Region pointing data:
+ + + + +
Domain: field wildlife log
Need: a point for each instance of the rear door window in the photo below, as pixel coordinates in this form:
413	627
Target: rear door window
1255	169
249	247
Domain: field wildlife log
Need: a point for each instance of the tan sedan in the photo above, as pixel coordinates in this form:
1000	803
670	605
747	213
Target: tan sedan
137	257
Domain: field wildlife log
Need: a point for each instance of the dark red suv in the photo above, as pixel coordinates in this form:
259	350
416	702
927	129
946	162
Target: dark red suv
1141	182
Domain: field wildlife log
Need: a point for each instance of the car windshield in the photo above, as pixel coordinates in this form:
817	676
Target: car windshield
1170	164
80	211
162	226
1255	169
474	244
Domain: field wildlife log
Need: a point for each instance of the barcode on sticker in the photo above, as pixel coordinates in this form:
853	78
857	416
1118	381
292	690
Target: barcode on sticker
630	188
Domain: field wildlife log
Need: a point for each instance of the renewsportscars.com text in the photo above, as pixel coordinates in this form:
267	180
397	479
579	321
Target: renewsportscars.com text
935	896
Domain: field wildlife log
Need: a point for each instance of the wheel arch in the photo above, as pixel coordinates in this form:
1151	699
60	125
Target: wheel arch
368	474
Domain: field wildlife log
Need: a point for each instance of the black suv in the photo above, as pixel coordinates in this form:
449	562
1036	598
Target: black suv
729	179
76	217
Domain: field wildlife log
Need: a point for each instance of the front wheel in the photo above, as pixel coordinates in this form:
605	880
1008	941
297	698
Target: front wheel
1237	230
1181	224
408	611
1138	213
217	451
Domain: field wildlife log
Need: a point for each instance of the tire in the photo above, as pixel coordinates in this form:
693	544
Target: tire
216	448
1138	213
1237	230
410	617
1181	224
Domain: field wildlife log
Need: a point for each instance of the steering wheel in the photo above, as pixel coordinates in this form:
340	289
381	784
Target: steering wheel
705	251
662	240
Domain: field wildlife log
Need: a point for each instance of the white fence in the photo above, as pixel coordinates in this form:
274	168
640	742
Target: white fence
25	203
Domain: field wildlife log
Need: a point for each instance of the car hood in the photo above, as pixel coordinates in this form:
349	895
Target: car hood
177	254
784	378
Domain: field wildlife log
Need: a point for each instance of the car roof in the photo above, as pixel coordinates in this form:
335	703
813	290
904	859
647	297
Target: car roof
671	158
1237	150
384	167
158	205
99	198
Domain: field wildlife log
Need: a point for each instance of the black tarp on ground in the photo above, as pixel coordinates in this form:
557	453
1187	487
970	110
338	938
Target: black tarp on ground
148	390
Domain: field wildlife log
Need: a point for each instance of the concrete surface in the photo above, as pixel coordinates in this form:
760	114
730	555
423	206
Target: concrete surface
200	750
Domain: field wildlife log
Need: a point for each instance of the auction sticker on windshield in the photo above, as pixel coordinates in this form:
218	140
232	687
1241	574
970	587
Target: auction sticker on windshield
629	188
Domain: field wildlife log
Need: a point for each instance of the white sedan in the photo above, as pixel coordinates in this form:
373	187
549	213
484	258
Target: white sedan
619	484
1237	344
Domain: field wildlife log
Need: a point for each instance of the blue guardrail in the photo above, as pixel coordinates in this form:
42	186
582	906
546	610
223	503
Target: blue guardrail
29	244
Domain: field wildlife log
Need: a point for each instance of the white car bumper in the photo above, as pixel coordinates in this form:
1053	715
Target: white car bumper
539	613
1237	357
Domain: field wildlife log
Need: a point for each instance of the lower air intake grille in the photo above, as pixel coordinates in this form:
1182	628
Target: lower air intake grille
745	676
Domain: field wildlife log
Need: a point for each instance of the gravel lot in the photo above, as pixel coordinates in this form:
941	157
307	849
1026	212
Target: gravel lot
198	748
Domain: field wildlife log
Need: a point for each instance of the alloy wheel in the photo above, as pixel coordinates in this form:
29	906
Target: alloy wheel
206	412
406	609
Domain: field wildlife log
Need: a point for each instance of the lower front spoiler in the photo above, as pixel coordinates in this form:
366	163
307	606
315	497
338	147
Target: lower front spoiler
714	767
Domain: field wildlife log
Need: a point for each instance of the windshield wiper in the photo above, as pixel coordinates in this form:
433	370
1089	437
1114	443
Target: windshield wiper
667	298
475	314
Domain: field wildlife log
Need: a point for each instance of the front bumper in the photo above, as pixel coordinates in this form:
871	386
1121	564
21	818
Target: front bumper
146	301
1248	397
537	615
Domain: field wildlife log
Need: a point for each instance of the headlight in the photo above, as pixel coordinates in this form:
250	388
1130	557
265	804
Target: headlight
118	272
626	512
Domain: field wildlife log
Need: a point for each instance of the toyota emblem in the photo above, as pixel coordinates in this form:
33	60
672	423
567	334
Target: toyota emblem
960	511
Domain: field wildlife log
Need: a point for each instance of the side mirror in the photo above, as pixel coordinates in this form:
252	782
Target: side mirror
+ + + + +
**Directions**:
Looking at the data above, how many lines hold the word "mirror"? Respond with the number alone.

**Output for this exercise**:
2